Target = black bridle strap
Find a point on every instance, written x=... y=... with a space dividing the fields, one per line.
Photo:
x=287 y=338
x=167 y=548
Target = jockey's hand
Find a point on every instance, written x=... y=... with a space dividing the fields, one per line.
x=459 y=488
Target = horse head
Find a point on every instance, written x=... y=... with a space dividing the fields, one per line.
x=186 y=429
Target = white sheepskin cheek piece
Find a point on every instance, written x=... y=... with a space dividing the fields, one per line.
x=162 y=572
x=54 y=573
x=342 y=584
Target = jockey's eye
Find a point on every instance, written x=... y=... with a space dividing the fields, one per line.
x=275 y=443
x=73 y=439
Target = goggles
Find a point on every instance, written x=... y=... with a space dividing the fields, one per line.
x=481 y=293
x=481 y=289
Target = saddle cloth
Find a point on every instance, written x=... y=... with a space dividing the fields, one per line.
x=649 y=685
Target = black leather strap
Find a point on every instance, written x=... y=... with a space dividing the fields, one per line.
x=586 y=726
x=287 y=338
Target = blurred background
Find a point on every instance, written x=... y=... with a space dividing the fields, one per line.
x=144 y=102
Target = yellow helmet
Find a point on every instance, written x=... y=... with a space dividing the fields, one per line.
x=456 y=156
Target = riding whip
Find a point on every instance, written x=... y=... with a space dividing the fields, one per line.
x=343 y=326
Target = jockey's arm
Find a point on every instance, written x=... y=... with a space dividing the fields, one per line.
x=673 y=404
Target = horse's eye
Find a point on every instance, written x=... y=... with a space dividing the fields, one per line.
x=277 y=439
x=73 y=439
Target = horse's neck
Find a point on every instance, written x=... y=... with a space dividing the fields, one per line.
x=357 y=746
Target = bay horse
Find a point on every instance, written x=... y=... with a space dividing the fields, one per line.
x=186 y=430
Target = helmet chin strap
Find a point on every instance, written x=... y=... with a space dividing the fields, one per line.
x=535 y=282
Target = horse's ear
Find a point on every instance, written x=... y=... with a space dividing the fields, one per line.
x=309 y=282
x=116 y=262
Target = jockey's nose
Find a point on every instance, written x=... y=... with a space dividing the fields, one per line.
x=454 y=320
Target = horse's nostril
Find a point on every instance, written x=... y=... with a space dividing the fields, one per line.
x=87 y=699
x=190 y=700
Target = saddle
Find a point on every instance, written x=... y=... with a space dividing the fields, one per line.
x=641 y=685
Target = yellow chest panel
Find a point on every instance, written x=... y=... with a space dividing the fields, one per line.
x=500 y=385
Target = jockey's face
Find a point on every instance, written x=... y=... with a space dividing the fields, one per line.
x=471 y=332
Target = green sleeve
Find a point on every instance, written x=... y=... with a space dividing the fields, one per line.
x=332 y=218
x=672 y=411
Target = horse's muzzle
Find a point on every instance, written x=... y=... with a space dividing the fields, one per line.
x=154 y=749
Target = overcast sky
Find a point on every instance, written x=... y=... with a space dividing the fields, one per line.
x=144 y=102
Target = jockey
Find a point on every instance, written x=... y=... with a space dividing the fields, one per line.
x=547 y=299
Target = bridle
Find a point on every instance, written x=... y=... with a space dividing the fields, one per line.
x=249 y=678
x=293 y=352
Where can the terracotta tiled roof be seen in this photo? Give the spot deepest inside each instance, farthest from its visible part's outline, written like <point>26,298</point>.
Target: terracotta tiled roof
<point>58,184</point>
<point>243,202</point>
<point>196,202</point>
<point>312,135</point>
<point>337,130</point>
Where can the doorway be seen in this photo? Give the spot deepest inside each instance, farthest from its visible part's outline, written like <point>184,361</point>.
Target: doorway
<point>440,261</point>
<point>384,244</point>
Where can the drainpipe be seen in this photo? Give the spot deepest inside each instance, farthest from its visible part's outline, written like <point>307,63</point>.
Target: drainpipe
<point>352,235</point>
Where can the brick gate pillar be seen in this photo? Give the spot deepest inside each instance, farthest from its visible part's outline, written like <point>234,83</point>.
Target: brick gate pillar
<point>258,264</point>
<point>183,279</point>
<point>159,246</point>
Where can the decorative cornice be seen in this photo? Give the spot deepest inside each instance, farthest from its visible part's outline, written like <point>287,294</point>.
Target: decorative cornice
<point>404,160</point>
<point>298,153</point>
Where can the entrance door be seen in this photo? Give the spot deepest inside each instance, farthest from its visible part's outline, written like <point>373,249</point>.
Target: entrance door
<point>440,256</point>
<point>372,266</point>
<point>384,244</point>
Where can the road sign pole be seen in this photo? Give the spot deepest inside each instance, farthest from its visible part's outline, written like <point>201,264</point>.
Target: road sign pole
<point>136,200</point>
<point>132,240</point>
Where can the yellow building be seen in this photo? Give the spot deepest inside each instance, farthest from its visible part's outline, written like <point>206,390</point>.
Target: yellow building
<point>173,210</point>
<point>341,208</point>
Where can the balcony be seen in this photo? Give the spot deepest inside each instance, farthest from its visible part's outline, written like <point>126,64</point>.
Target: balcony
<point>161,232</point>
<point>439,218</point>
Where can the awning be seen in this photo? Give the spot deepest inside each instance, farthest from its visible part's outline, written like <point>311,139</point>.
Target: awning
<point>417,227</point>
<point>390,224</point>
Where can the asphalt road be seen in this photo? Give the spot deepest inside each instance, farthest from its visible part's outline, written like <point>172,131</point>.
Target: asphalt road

┄┄┄┄┄┄┄┄┄┄┄┄┄┄┄┄┄┄┄┄

TASK STATEMENT =>
Restate all of the material exactly.

TASK SOLUTION =>
Target = black bridle strap
Find a point on every instance, written x=... y=... with a space dividing the fields, one per line.
Photo:
x=287 y=338
x=167 y=548
Target = jockey's hand
Find a point on every instance, written x=... y=... with a space dividing the fields, one per line.
x=459 y=488
Target = horse head
Find a point on every instance, written x=... y=... with a space dividing the fields, one per line.
x=186 y=429
Target = white sheepskin cheek piece
Find a point on every instance, written x=... y=... with a space dividing the fields, one per line.
x=162 y=572
x=54 y=573
x=342 y=584
Target = jockey's eye
Find a point on every instance, written x=... y=... with a space dividing the fields, one per line.
x=275 y=443
x=73 y=439
Target = goggles
Find a point on every instance, written x=... y=... with a space dividing the fields, one per line.
x=481 y=293
x=481 y=289
Target = saddle cloth
Find a point on every instance, written x=... y=... with a space dividing the fields, one per line.
x=649 y=685
Target = black leather strap
Find a point on every instance, written x=... y=... with a space dividing the fields, one per line.
x=586 y=726
x=287 y=338
Target = blurred background
Find a point on every instance, written x=... y=... with a space dividing the fields, one per line.
x=144 y=102
Target = yellow helmet
Find a point on every instance, written x=... y=... with a space dividing the fields, one per line.
x=456 y=156
Target = riding whip
Find a point on every instance, written x=... y=... with a space dividing the fields, one per line.
x=343 y=326
Target = jockey's arm
Find a point on every instance, written x=... y=... with a space dividing the fields, one per line.
x=673 y=404
Target = horse's eye
Find a point on every instance, written x=... y=... with a space dividing the fields, one per line.
x=277 y=439
x=73 y=439
Target = horse's neck
Find a point on every instance, written x=... y=... with a space dividing the fields, one per line.
x=357 y=746
Target = bay horse
Find a point on every instance, written x=... y=... with a space dividing the fields, one per line.
x=186 y=430
Target = helmet chin strap
Find a point on every instance, written x=... y=... with a space dividing the fields, one per line.
x=535 y=282
Target = horse's ear
Find a point on every instance, written x=... y=... with a space dividing the fields, one per line.
x=309 y=282
x=116 y=262
Target = jockey's nose
Find a point on every instance, written x=... y=... with a space dividing the fields, one per line.
x=454 y=320
Target = horse's nostril
Find a point on every instance, written x=... y=... with a space dividing the fields, one per line.
x=87 y=699
x=190 y=700
Target = saddle
Find a point on every instance, written x=... y=... with a space dividing the fields, one per line.
x=641 y=685
Target = yellow chest panel
Find a point on every instance, written x=... y=... with a space dividing the fields, one per line.
x=500 y=385
Target = jockey's face
Find a point on every instance, written x=... y=... with a space dividing the fields, one per line.
x=471 y=332
Target = green sleeve
Find a point on every instance, written x=... y=... with a space dividing the fields, one per line.
x=332 y=218
x=672 y=411
Target = horse's muzzle
Find a point on every instance, written x=... y=... with a space dividing the fields, one per line.
x=154 y=749
Target = overcast sky
Find a point on every instance, written x=... y=... with a space dividing the fields, one per line.
x=144 y=102
Target = jockey
Find a point on every instance, written x=... y=... with a space dividing the fields, one per line.
x=547 y=299
Target = bridle
Find a point on every instance, written x=... y=... with a space dividing the fields, one per line.
x=249 y=678
x=293 y=352
Where can the terracotta tiled roof be seen in this photo? Give the spot deepest inside each instance, farthest from its visible part's outline, written like <point>26,298</point>.
Target: terracotta tiled roof
<point>58,184</point>
<point>243,202</point>
<point>196,202</point>
<point>312,135</point>
<point>337,130</point>
Where can the doorway be seen in this photo? Give the spot deepest inside each instance, farthest from its visible part's outline, written like <point>184,361</point>.
Target: doorway
<point>440,261</point>
<point>384,244</point>
Where can the drainpipe be seen in this photo? Give the spot deepest inside each instance, farthest from its visible part's outline, written like <point>307,63</point>.
Target: drainpipe
<point>352,235</point>
Where can the brick gate pillar be seen in this photo? Give the spot deepest inside each instance, farthest from its visible part's outline, written like <point>234,83</point>.
Target: brick gate pillar
<point>258,264</point>
<point>183,279</point>
<point>159,246</point>
Where can the decorative cornice be seen in this photo? Give the spot deepest inside each instance, farthest from its visible part's outline, written like <point>287,294</point>.
Target: decorative cornice
<point>404,160</point>
<point>298,153</point>
Where can the entrance door be seen in this photo? Give the spot deepest inside each instance, farthest from its visible part's outline, written like <point>373,249</point>.
Target: entrance door
<point>440,256</point>
<point>372,266</point>
<point>384,244</point>
Where can the road sign pole be seen in this photo? Give the spot deepest inside each instance, farthest from its visible part's outline, written like <point>201,264</point>.
Target: road sign pole
<point>136,200</point>
<point>132,240</point>
Where can the yellow building be seen in this photo? Give the spot deepest inside each instance, farthest from its visible part's outline, written like <point>206,390</point>.
Target: yellow building
<point>173,210</point>
<point>341,208</point>
Where can the balcony be seen in this photo? Give the spot deepest inside each instance, farthest from its visible part's outline, written like <point>126,64</point>.
Target: balcony
<point>161,232</point>
<point>439,218</point>
Where can the awning be seen in this photo? Give the spot deepest inside each instance, farthest from its visible part's outline, written like <point>311,139</point>.
Target: awning
<point>417,227</point>
<point>390,224</point>
Where can the asphalt road be seen in this photo? Give the spot deepest inside each instance, farthest from its visible part's outline, written like <point>172,131</point>.
Target: asphalt road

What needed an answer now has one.